Provided passage:
Sunday, May 4, 2008


Overnight - A roundup of news items that you might have missed

Seven Votes That was the margin of victory for Obama in yesterdays Democratic primary in Guam, in which 4,500 votes were cast. See? Every vote does matter. Now hows about we let Guam vote in November? They host a huge, strategically important naval installation and live with the consequences of our electoral process. Why not let them have full participation?

Arkansas Starts the task of cleaning up after as many as 25 devastating tornadoes destroyed property, created homelessness and killed seven people. If you have it to spare, show the Red Cross some love. We are all just one catastrophic event from a really ugly social equality, and the Red Cross is always there to step in and keep us from seeing what human beings are really, truly capable of when desperate.

Finally, a conservative who can win: Boris Johnson has won the race to become the next mayor of London - ending Ken Livingstone's eight-year reign at City Hall. The Conservative candidate won with 1,168,738 first and second preference votes, compared with Mr Livingstone's 1,028,966 on a record turnout of 45%. He paid tribute to Mr Livingstone and appeared to offer him a possible role in his new administration. (Something that would never happen here, of course.)

Oh, crap! From PZ Myers-- I love bats — they're almost as glamorous as squid. So I am greatly dismayed to learn that there is a virulent bat illness spreading out of the northeast US, a serious die-off that has as one of its symptoms a fungal growth that has led to calling it "white nose syndrome". Bats are behaving oddly, starving to death, and dropping dead. Earlier I was complaining about the limited imaginations of television executives, who do such a poor job of translating science to the screen. Here's a story full of drama and tragedy, with photogenic stars (the bats!) and scientists doing real, serious investigative work to solve a mystery. Wouldn't that make for great television if done well?

Yes, but is it legal? A popular teen hang-out in Largo Maryland is changing its rules and that means the usual crowd could be on its way out. Starting next month, if you want to hang out at 'The Boulevard at the Capital Centre' after 9 p.m., you have to be 16-years-old or have adult supervision. The goal is to cut down on violence at the Prince George's County mall. The change comes after four murders in three years; including the superbowl shooting at Uno's Chicago Grill that killed three people and an incident where a 15-year-old was charged with beating a man to death. Though that February shooting did not involve teens, the mall considers it a security issue.

Recorded data:
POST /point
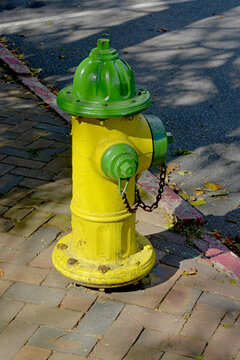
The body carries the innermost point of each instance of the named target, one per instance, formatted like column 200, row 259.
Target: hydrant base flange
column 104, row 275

Work order 1:
In the news roundup, by how many votes did Obama win the Democratic primary in Guam?
Work order 2:
Explain why the news roundup says Guam should be allowed to vote in November.
Work order 3:
Carry the news roundup forward from its final sentence with one or two more paragraphs.

Written answer 1:
Seven votes.

Written answer 2:
Guam hosts a huge, strategically important naval installation, and its people live with the consequences of the U.S. electoral process. For these reasons, the roundup argues they should have full participation.

Written answer 3:
This will take you on a flight of fancy: Four decades after scientists showed that migratory birds use Earth's magnetic field to orient themselves during their seasonal journeys, researchers have at last found a molecular mechanism that may explain how they do it. If the hypothesis is true, the planet's magnetic field lines -- which arch around Earth from north to south -- may be plainly visible to birds, like the dashed line in the middle of a road. The work, described online yesterday in the journal Nature, was conducted in a test tube and does not prove that birds actually use the mechanism. And researchers aligned with a competing model say they are not convinced. But by identifying for the first time a molecule that reacts to very weak magnetic fields, the experiments prove the plausibility of a long-hypothesized method of avian navigation that has had a credibility problem because no one had ever found a molecule with the required sensitivity. "This is a proof of principle that a chemical reaction can act as a magnetic compass," said Peter Hore of the University of Oxford, who with fellow chemist Christiane Timmel led the research.

As public policy goes, we're one step away from having to find another Teddy Roosevelt to smash the monied interests and stick it to the industrialists in this country: According to the non-partisan Congressional Budget Office, income for the bottom half of American households rose six percent since 1979 but, through 2005, the income of the top one percent skyrocketed - by 228 percent. Explain to me again why we need to fret when someone "suggests" raising taxes on the rich? You could raise taxes on the rich by ten percent, and it wouldn't phase them, if you take into account what they've been making since the late 1970s. That sure would take care of some infrastructure needs in this country, wouldn't it? Oh, but wait--I'm a communist for suggesting that. My bad.